Material shown:

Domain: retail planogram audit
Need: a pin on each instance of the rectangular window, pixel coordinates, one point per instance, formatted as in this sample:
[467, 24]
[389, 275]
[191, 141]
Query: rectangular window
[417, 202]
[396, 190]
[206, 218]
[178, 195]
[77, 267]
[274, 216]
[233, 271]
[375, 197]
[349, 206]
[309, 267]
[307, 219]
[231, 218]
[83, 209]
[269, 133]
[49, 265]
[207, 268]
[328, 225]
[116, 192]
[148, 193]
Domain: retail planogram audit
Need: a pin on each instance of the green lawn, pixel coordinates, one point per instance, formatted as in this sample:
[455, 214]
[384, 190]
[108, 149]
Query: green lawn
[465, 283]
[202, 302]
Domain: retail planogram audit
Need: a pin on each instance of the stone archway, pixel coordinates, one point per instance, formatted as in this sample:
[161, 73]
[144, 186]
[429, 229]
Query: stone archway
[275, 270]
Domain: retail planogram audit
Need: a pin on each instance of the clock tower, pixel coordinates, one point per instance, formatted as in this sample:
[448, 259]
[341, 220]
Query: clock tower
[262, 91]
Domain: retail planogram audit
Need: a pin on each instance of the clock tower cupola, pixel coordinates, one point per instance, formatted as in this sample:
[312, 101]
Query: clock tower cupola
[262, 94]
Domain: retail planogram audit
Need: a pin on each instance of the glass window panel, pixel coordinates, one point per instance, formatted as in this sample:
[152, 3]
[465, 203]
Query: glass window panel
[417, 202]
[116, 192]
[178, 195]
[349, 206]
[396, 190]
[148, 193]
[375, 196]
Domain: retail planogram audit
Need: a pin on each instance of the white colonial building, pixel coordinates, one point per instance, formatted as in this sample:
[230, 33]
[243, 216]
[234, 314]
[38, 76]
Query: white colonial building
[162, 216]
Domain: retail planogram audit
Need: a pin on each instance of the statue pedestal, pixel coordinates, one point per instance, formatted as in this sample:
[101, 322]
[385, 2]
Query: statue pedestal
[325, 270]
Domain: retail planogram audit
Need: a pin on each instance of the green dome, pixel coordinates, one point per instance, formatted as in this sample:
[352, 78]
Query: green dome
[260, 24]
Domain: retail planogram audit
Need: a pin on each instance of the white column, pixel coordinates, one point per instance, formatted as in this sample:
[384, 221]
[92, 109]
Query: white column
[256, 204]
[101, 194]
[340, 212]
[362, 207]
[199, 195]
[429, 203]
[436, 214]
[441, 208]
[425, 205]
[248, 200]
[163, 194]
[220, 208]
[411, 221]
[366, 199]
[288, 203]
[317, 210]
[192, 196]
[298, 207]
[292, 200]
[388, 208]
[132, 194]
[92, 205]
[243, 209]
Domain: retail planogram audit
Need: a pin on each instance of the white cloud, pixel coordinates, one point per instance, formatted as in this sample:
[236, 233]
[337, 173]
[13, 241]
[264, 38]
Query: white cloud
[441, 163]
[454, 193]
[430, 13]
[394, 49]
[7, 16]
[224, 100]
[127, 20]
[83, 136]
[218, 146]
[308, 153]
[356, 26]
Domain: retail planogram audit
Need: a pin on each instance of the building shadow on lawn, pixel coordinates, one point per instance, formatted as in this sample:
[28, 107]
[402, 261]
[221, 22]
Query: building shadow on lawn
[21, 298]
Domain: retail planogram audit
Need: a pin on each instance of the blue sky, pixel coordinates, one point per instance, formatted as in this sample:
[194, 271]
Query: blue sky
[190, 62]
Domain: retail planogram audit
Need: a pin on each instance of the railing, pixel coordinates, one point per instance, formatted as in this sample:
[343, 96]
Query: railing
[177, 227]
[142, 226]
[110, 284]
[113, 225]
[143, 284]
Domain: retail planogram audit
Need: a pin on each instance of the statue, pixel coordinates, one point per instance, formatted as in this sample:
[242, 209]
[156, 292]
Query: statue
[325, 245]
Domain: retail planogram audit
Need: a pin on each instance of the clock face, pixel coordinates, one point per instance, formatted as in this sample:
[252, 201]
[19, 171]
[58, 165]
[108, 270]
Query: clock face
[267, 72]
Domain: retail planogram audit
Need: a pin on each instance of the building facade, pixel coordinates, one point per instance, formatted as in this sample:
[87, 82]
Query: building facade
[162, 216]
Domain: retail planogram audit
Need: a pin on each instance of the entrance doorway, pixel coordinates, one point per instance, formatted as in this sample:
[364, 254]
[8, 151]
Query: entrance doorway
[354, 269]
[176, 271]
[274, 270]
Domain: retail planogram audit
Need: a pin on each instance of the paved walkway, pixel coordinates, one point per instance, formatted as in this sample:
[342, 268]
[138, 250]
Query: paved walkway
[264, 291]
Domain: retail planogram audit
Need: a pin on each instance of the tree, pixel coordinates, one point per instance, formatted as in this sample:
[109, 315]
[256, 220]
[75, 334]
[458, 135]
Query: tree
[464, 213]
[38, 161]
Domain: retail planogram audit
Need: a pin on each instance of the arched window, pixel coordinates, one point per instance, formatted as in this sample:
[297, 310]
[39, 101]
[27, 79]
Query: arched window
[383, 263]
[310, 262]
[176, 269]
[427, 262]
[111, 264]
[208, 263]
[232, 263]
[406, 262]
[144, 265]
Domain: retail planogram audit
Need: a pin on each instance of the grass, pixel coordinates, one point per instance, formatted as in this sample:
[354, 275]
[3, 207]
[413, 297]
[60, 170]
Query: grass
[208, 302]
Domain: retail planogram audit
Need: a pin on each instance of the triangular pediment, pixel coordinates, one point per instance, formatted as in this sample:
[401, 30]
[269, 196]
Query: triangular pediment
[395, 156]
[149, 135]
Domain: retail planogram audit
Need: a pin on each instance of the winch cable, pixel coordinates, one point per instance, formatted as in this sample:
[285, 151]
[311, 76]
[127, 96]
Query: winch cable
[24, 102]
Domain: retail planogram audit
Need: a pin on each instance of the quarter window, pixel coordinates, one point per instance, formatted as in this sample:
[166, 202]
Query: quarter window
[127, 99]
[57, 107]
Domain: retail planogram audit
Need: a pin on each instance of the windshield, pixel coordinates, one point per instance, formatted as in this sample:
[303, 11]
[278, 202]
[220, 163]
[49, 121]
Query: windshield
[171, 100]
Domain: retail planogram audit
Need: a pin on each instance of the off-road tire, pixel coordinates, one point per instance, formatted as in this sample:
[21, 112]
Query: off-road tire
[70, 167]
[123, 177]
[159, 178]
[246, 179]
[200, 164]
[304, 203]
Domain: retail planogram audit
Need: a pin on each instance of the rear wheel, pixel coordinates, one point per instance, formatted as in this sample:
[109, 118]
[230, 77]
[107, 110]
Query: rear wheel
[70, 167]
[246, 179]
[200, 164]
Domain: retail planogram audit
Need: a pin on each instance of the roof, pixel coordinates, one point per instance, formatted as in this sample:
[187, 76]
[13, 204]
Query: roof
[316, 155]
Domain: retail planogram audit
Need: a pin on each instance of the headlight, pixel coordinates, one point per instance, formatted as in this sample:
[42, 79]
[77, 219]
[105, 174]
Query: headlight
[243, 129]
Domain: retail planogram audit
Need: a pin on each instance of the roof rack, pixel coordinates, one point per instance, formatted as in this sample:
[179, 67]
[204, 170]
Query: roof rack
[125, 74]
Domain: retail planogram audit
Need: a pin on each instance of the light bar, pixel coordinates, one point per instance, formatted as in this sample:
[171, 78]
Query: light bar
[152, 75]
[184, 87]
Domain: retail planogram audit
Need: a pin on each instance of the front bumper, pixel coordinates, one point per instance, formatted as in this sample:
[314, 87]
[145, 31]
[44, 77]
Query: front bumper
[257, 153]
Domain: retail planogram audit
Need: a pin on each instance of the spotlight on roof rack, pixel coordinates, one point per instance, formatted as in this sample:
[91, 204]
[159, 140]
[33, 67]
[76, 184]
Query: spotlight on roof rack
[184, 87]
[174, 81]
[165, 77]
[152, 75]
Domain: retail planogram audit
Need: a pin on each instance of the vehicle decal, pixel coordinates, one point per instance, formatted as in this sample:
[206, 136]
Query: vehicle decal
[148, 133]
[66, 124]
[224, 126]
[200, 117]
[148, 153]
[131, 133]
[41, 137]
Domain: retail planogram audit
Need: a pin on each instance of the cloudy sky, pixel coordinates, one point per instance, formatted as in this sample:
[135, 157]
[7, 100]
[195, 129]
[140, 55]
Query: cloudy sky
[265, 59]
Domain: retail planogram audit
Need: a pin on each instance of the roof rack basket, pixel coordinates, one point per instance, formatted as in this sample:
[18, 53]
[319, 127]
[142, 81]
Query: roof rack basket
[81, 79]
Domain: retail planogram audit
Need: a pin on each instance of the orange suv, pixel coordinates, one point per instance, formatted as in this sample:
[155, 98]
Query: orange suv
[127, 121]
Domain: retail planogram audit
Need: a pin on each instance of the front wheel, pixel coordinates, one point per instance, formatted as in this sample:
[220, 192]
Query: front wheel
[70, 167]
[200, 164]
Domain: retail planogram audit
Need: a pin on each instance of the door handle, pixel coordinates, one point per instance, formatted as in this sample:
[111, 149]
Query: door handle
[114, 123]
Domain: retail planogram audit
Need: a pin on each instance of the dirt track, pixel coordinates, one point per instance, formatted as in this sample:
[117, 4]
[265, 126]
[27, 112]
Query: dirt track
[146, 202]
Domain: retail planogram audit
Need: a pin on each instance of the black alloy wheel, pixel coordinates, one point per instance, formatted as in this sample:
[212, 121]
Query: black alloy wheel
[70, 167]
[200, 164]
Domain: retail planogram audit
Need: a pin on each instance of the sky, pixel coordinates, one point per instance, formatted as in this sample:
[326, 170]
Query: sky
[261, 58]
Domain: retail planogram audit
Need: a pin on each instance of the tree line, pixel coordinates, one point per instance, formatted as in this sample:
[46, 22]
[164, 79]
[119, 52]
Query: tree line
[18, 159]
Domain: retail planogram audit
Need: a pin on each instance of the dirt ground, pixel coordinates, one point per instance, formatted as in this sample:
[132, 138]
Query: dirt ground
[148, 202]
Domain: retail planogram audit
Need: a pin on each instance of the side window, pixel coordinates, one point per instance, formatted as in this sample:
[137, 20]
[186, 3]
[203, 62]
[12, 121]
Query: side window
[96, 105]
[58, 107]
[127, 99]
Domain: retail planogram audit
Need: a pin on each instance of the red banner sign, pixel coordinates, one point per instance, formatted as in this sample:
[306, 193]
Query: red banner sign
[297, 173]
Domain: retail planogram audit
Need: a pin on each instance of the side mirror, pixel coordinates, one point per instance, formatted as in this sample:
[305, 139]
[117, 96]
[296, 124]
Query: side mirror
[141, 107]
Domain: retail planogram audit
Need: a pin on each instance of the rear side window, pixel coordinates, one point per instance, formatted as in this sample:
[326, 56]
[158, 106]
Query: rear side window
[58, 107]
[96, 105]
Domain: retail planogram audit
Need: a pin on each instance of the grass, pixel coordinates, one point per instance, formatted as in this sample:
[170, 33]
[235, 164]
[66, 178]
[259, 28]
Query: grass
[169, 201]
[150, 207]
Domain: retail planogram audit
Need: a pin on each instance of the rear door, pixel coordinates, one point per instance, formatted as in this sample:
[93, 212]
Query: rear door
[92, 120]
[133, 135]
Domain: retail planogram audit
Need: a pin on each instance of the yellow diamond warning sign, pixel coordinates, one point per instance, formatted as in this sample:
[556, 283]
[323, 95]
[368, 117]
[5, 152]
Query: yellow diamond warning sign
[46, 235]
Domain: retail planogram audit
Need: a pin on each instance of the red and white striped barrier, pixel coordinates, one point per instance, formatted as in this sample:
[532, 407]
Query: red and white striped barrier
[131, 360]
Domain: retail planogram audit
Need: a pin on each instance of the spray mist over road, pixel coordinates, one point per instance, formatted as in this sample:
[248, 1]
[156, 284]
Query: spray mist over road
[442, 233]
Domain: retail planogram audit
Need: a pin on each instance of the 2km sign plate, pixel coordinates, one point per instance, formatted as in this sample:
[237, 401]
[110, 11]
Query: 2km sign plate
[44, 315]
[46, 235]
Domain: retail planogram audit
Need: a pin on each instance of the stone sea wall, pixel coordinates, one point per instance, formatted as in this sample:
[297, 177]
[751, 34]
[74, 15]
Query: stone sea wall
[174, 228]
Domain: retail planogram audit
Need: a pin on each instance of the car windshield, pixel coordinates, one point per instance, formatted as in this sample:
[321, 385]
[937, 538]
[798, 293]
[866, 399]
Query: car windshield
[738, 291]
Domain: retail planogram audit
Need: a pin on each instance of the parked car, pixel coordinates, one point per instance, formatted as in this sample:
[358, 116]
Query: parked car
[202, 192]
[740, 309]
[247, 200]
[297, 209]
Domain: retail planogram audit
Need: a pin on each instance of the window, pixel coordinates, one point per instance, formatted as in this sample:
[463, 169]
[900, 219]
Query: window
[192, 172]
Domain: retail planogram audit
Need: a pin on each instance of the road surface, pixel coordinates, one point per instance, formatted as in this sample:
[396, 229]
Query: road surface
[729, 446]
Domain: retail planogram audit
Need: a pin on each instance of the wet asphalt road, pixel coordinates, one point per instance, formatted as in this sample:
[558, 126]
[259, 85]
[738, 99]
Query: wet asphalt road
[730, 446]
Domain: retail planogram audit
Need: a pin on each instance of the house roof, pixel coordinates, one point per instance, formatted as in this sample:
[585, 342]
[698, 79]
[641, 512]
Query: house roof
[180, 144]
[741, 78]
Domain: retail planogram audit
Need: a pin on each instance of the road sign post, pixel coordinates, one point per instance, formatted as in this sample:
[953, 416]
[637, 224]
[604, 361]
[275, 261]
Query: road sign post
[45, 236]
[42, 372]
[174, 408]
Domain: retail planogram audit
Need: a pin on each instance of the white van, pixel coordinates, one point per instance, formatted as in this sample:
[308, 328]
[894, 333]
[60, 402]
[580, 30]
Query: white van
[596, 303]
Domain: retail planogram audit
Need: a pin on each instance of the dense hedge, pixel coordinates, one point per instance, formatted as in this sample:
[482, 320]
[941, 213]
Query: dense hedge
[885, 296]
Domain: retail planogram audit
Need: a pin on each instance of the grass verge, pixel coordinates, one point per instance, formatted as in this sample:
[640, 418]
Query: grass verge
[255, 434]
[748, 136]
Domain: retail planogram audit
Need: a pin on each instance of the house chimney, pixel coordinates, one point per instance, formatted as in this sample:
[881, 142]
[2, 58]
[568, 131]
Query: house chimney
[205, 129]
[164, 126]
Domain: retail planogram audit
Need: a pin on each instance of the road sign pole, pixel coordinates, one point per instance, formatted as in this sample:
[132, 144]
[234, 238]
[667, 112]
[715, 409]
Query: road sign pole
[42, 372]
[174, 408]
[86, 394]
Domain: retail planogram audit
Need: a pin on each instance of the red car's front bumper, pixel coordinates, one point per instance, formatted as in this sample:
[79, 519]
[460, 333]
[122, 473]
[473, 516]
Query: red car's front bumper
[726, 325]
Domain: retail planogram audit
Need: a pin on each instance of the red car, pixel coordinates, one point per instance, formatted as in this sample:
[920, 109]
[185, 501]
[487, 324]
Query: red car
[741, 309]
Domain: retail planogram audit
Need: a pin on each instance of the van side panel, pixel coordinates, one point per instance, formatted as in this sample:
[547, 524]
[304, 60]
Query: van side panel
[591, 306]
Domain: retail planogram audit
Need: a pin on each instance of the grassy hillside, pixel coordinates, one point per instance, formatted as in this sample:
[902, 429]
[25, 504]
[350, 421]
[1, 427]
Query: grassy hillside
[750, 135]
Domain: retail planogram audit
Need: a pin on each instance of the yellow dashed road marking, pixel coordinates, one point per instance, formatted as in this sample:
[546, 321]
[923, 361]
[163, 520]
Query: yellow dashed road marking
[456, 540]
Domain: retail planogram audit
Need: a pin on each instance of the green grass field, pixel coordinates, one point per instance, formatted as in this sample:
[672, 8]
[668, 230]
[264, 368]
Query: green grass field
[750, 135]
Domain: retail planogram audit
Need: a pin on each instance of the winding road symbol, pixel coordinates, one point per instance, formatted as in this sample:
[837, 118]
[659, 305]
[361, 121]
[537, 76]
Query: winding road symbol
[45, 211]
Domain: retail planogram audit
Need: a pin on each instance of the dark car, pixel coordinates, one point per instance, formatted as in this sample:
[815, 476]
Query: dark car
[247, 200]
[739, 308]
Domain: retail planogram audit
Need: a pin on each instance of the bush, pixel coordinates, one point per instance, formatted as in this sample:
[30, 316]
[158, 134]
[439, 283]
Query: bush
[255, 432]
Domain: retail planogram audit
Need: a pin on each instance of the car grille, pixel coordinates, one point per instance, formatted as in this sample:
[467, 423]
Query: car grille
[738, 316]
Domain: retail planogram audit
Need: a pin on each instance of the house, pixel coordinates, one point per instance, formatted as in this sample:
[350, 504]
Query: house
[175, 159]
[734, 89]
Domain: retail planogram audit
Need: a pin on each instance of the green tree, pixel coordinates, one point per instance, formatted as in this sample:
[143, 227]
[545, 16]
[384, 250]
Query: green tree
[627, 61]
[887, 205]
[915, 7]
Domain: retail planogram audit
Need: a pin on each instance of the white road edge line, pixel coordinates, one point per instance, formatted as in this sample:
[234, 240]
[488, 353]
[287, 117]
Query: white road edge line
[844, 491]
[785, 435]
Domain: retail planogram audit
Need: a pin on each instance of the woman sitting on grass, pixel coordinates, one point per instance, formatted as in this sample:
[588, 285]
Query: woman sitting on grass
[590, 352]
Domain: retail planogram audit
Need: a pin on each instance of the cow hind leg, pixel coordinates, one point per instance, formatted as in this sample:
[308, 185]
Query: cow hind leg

Task description: Begin with the line that has "Need: a pin on each instance of the parked" in the listing above and end after the line that has "Need: a pin on each instance of the house chimney, pixel"; output those lines exactly.

Task result:
Need: a pin on each instance of the parked car, pixel coordinates, one point per instance, formatted as in this sample:
[358, 116]
Query: parked car
[202, 192]
[740, 309]
[247, 200]
[297, 209]
Domain: retail planogram audit
Need: a pin on each instance of the window, pixel coordinates, one point per instance, formatted as in this sample:
[463, 169]
[900, 219]
Query: window
[192, 172]
Domain: retail planogram audit
Need: a pin on each instance of the road surface, pixel coordinates, one point per instance, formatted as in this sample:
[396, 229]
Query: road surface
[729, 446]
Domain: retail planogram audit
Need: a pin on each instance of the wet asphalt road, pixel coordinates, one point per instance, formatted as in this sample:
[558, 126]
[259, 85]
[738, 99]
Query: wet asphalt road
[730, 446]
Domain: retail planogram audit
Need: a pin on each instance of the house roof, pixel coordinates, one point per instance, formatted as in this sample:
[585, 342]
[698, 79]
[641, 512]
Query: house roof
[180, 144]
[741, 78]
Domain: retail planogram audit
Need: a pin on each instance of the road sign post, pixel coordinates, one point per instance, formatted as in this sample:
[953, 416]
[637, 224]
[604, 361]
[275, 261]
Query: road sign post
[45, 236]
[42, 372]
[174, 408]
Domain: retail planogram audit
Need: a pin on each instance of the white van, pixel coordinates, one point per instance, formatted as in this sample:
[308, 328]
[894, 333]
[60, 402]
[580, 30]
Query: white van
[596, 303]
Domain: retail planogram audit
Need: a pin on each instance of the dense hedge, pixel coordinates, one point per instance, formatted as in this sample:
[482, 320]
[941, 213]
Query: dense hedge
[885, 296]
Domain: retail planogram audit
Need: a pin on each instance of the grass verge, pixel coordinates, one point per instance, formatted as in this sample:
[640, 418]
Query: grass verge
[255, 434]
[748, 136]
Domain: retail planogram audit
Need: a pin on each instance of the house chimney, pixel coordinates, one point per instance, formatted as in this sample:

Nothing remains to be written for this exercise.